Your reply should be an exact copy of the lines from the one that holds "Exercise. Point to the anchor" to the end of the data below.

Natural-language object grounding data
------------------------------------------------
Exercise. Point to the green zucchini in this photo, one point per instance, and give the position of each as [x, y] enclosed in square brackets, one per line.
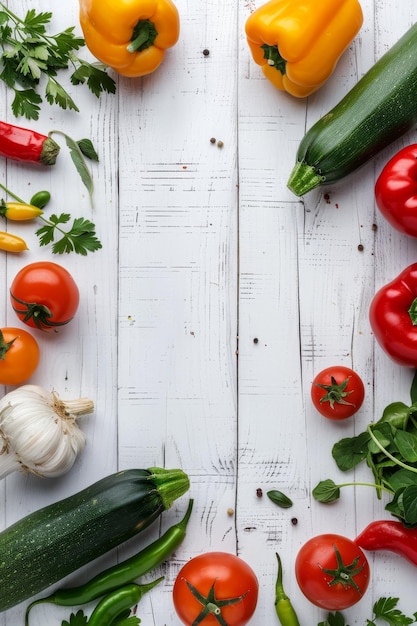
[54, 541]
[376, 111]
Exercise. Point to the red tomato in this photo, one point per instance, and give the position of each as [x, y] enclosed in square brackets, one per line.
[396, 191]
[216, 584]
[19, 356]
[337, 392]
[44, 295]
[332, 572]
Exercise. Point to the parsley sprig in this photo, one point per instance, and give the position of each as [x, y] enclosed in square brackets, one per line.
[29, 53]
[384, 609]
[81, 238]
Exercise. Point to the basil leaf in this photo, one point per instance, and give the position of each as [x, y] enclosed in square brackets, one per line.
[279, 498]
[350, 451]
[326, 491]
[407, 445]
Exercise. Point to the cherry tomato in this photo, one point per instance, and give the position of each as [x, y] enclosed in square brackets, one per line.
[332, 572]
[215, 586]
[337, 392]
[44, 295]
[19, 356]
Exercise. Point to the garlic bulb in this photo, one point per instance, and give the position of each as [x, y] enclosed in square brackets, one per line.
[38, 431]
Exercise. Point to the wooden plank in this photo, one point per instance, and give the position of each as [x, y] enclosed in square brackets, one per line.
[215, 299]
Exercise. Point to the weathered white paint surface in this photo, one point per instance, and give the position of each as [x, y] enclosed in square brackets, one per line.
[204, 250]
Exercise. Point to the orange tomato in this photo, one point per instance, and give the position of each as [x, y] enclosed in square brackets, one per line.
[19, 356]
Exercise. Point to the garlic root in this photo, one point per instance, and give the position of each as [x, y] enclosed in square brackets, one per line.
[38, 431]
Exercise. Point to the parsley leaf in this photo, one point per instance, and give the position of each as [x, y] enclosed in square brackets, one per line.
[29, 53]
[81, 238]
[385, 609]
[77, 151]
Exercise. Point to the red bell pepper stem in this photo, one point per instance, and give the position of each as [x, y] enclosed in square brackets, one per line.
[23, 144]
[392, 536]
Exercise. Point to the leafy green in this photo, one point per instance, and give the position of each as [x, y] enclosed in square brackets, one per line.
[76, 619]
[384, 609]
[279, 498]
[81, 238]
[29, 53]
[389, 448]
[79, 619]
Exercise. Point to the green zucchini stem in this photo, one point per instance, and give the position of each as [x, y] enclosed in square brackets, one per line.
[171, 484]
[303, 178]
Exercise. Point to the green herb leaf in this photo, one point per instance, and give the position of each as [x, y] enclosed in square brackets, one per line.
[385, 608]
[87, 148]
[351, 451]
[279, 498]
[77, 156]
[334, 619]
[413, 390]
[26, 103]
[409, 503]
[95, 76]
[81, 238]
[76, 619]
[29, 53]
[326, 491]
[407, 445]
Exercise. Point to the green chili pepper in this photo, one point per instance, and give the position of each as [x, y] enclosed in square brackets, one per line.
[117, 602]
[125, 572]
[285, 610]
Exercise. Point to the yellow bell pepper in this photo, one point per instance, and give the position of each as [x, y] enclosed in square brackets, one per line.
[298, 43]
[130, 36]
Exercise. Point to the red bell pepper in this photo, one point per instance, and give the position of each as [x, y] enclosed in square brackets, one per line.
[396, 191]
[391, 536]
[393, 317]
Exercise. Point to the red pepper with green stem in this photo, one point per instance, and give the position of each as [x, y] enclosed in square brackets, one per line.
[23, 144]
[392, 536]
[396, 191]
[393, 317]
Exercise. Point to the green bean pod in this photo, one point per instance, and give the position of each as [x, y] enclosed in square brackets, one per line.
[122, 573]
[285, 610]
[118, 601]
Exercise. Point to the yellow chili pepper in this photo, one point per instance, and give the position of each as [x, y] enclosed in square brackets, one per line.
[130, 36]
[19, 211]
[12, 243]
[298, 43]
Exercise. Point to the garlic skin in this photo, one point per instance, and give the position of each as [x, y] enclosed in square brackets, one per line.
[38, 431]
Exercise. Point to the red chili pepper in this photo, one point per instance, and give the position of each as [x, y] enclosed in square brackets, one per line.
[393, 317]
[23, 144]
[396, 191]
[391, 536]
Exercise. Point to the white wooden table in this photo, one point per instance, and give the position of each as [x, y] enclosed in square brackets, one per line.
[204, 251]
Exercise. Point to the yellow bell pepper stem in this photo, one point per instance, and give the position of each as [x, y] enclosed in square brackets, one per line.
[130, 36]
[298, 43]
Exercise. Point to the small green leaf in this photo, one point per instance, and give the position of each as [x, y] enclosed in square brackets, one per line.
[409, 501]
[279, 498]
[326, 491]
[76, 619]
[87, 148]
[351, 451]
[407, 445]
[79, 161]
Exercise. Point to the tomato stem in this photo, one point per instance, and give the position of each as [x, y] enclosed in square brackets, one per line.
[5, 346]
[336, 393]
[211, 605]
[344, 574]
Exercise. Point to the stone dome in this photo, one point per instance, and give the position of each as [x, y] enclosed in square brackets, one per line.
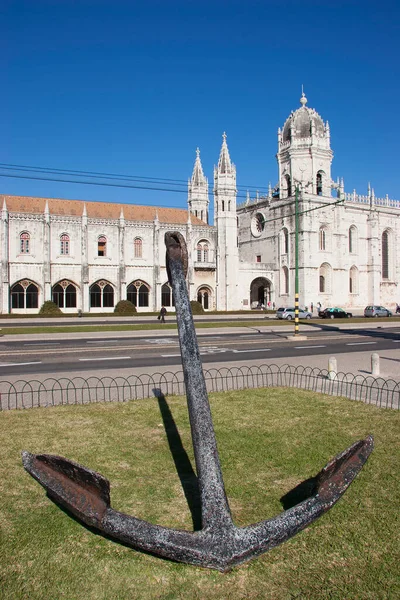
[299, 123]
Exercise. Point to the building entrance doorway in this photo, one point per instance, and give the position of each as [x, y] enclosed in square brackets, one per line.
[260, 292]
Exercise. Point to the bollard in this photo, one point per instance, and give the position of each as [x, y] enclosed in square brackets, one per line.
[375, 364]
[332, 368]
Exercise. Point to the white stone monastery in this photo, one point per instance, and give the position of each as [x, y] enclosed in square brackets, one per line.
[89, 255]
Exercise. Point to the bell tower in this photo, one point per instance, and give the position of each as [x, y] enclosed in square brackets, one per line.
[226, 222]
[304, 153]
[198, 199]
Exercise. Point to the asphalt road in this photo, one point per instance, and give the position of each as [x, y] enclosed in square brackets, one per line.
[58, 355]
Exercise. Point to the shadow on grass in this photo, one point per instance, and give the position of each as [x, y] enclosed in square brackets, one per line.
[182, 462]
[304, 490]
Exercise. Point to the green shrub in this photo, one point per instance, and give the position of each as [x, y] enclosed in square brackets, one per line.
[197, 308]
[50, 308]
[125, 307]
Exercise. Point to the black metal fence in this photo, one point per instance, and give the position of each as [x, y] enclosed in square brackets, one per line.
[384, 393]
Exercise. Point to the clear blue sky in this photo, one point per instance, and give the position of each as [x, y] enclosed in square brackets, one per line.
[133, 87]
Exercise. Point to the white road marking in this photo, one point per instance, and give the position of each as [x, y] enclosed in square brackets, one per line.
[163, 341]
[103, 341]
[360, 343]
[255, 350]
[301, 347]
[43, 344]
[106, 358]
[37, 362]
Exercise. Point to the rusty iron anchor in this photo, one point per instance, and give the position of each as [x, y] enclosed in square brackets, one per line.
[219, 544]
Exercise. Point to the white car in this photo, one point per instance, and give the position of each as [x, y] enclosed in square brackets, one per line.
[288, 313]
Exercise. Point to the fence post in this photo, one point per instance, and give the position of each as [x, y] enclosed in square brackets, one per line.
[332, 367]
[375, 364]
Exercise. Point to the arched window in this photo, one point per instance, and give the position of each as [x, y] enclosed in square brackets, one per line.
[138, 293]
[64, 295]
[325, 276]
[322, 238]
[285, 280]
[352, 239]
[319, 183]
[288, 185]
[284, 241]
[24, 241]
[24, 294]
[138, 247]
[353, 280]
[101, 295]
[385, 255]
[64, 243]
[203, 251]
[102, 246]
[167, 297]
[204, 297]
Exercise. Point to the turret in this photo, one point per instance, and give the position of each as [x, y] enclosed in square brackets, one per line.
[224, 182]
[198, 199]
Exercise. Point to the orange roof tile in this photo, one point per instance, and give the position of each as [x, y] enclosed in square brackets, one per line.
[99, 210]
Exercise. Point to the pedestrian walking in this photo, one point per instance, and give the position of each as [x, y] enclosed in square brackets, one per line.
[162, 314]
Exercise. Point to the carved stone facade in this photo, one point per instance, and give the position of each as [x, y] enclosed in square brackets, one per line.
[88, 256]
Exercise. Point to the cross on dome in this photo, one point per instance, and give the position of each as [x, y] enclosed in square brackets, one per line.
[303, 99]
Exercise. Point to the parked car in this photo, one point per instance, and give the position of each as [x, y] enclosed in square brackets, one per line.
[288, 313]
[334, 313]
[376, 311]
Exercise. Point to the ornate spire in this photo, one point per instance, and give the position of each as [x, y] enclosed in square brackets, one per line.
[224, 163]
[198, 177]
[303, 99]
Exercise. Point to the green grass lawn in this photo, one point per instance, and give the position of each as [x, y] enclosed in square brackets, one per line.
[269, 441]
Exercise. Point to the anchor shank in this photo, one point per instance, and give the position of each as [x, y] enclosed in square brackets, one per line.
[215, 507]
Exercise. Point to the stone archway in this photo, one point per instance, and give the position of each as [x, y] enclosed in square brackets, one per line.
------------------------------------------------
▶ **Answer box**:
Exercise. Point to the anchor shank in this photo, one point per instance, and give the position of each as [x, y] enclosed in square brackets, one per line.
[215, 507]
Exercise. Point to the stone archway in this photo, one point per instance, and give the position of each as [x, y] enclosed in square brackets, one per line.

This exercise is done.